Starting with the line that contains "Guideline: for each instance of the seeded", copy the entries word for word through the last line of the entries.

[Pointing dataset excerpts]
◆ ◆ ◆ ◆

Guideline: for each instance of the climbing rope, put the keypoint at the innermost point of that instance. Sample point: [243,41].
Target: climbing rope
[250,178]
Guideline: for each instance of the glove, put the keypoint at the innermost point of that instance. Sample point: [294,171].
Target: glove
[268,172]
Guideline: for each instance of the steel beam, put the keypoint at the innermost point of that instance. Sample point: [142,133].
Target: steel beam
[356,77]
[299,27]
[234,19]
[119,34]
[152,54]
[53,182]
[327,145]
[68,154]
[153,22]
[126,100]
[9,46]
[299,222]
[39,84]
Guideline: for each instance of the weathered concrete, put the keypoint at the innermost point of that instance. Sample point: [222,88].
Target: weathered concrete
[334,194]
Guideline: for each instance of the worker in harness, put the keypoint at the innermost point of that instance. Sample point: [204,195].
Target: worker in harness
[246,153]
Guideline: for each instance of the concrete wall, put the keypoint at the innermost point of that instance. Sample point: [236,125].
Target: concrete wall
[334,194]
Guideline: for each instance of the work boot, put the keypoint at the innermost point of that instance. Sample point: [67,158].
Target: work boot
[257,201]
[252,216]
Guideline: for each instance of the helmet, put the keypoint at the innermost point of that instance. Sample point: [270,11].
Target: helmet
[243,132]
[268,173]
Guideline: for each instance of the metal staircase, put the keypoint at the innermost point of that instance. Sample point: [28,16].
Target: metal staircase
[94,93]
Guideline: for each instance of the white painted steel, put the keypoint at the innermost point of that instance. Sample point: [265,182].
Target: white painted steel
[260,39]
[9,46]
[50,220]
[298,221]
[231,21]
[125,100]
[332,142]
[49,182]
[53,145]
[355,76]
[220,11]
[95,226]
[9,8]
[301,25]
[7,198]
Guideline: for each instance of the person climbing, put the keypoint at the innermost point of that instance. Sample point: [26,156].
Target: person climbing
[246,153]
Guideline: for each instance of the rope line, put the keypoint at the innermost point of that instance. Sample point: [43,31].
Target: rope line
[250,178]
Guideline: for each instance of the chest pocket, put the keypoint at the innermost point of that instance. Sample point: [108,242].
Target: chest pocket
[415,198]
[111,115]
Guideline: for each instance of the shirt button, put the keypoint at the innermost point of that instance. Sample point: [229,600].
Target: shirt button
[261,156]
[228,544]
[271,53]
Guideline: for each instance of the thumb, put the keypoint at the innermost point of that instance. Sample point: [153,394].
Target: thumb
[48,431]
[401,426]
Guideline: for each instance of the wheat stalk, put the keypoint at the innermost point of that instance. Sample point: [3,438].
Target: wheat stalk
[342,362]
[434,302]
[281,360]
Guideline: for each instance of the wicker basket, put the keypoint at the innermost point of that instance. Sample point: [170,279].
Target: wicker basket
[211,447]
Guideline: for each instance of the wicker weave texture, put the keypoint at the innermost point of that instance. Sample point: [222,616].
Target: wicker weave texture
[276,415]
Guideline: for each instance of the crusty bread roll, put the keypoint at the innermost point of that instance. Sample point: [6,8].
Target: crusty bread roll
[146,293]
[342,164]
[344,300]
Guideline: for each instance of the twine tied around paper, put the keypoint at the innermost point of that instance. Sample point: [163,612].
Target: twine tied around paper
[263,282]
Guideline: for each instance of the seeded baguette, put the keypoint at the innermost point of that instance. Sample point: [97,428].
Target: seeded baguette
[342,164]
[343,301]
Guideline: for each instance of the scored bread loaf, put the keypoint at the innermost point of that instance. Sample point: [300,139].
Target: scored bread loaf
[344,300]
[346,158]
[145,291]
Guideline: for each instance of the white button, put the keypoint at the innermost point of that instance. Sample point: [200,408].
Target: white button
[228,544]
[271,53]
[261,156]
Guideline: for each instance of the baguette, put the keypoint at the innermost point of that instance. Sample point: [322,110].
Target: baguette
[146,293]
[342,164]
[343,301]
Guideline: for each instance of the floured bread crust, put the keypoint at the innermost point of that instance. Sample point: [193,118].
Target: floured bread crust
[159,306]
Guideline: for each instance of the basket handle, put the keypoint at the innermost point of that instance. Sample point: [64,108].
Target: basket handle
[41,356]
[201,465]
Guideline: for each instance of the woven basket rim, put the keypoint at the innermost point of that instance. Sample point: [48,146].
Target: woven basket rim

◆ ◆ ◆ ◆

_OUTPUT_:
Guideline: for each instance of the seeded baguette, put the keypoint at the innermost point of that instance. Sample point: [97,428].
Target: seeded baguette
[342,164]
[343,301]
Guideline: for each instance of the scored bread loaf, put the keypoint at the innermost point of that instance. Sample point: [300,139].
Target: scored bread loaf
[344,300]
[346,158]
[145,291]
Guideline: for each instance of the white button, put the keypoint at the innermost point of that instance. Sample point: [200,408].
Target: white button
[228,544]
[271,53]
[261,156]
Guideline: for each instance of the baguette, put the keypoint at the innermost point of that instance. Sample point: [322,110].
Target: baguette
[146,293]
[342,164]
[343,301]
Guideline: for each instance of the floured bread crust, put the keypoint at the innermost point of that instance. Sample point: [193,118].
Target: floured bread crust
[159,306]
Guideline: for each instance of the basket handle, put the keypoint at the innermost point of that instance. Sample point: [64,108].
Target: basket handle
[41,356]
[201,465]
Guideline: for each instance of the woven basket rim, put the keypoint at the innermost point of that instance. Sample point: [48,146].
Target: woven basket rim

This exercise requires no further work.